Aim of the task:
Show every line of the entries below that contains the word "dead".

##### Data supplied #####

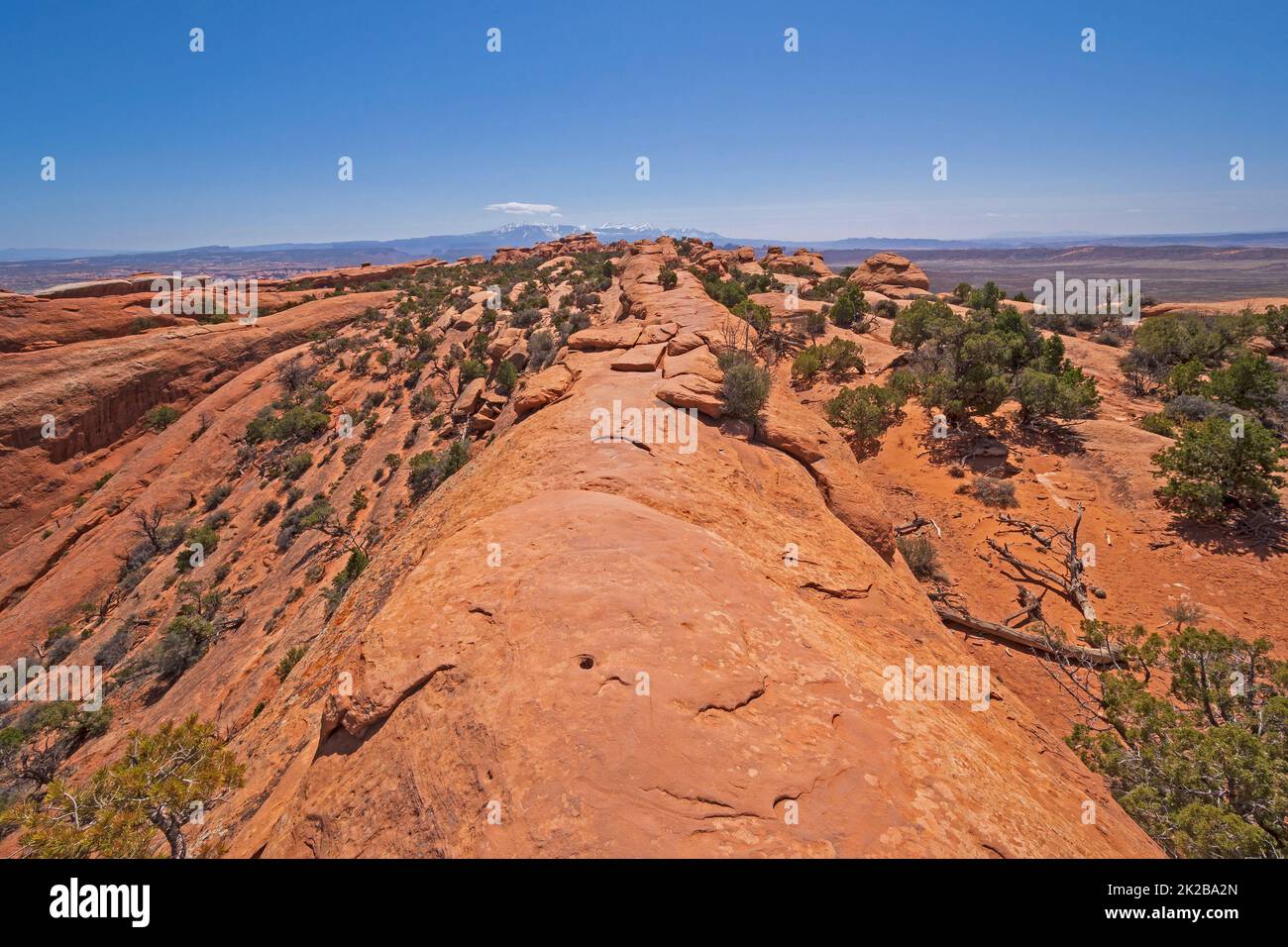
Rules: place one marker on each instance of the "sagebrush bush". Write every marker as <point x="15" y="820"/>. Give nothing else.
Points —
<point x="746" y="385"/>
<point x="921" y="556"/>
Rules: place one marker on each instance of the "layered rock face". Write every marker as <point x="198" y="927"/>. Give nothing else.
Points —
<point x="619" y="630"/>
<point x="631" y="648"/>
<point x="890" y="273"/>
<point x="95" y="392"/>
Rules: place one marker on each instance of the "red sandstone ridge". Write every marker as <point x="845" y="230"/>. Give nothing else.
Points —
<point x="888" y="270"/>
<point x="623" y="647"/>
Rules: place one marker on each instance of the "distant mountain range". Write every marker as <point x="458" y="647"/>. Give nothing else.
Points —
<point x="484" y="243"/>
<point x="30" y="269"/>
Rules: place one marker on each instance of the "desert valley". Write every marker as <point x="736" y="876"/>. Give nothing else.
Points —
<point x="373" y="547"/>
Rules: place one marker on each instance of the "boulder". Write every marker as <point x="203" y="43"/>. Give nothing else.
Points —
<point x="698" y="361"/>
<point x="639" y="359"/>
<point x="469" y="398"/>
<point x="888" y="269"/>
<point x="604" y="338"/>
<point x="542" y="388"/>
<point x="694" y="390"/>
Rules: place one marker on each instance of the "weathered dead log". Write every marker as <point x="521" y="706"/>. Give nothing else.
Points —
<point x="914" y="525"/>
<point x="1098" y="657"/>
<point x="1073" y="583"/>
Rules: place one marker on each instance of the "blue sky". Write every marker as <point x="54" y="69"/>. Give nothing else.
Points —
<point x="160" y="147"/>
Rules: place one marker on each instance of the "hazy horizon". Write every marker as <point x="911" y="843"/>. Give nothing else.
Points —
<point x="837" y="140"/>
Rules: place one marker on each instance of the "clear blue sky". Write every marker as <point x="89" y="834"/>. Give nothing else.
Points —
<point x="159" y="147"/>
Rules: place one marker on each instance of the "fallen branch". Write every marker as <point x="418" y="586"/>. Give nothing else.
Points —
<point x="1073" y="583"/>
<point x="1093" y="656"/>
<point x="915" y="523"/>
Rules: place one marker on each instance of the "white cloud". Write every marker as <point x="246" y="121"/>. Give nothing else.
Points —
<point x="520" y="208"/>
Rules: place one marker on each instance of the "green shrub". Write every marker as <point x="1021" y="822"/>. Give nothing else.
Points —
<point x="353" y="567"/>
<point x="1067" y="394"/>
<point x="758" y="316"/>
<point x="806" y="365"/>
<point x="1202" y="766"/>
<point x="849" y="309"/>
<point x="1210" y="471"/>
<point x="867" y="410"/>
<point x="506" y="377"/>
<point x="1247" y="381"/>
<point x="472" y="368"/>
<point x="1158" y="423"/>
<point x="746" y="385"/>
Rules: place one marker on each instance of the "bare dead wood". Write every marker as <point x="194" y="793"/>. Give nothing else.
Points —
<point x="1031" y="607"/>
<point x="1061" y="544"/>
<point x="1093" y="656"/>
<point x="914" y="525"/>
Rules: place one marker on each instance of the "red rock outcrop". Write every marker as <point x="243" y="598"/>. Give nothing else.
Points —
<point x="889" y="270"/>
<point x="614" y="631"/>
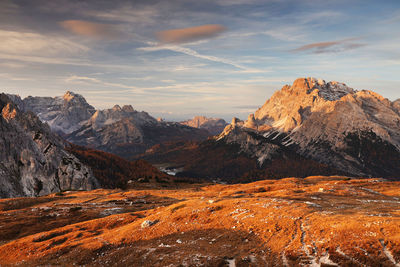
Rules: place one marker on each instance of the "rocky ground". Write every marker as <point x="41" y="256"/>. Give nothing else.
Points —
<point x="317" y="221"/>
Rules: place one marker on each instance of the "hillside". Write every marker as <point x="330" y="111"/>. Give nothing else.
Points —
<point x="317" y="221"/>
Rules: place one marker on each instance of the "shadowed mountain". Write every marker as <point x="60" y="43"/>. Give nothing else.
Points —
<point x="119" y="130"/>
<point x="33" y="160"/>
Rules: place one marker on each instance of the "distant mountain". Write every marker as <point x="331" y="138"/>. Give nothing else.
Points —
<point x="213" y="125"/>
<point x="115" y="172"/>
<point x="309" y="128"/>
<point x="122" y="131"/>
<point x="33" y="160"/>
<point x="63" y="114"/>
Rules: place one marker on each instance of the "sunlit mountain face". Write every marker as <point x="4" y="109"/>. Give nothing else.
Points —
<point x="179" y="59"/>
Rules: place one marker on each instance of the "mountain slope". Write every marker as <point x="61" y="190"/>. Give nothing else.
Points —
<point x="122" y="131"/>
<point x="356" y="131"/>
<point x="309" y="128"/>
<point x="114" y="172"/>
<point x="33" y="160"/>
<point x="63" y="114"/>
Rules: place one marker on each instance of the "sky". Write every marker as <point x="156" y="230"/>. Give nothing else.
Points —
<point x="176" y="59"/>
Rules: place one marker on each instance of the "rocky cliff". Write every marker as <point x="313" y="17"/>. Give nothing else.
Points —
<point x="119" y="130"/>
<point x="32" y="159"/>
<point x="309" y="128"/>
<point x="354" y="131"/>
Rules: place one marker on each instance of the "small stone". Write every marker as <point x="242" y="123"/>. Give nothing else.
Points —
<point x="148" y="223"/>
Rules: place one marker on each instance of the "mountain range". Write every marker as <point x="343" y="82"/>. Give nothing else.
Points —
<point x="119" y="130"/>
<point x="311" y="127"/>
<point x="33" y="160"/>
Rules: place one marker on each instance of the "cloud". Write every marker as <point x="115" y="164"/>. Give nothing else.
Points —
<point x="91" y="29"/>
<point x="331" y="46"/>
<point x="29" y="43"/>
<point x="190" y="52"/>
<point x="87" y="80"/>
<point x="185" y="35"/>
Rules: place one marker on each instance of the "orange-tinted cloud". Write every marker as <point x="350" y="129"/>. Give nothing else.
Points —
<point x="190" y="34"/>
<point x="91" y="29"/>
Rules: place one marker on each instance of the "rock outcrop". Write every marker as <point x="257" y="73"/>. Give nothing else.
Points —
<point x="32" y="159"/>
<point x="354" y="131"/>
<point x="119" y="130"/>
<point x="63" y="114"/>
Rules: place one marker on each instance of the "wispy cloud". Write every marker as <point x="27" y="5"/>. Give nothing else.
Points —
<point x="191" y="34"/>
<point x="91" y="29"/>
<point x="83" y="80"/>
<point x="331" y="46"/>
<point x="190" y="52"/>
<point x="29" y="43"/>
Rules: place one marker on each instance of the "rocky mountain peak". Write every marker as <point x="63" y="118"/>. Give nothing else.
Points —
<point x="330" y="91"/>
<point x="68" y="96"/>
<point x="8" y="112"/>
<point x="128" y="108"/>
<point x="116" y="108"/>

#####

Solution:
Rules: place one marker on each instance of the "weathered dead log". Write every marker as <point x="521" y="706"/>. Give nothing else.
Rules: place one marker on each instance of the "bare dead wood". Write every marker as <point x="194" y="793"/>. Give nothing else.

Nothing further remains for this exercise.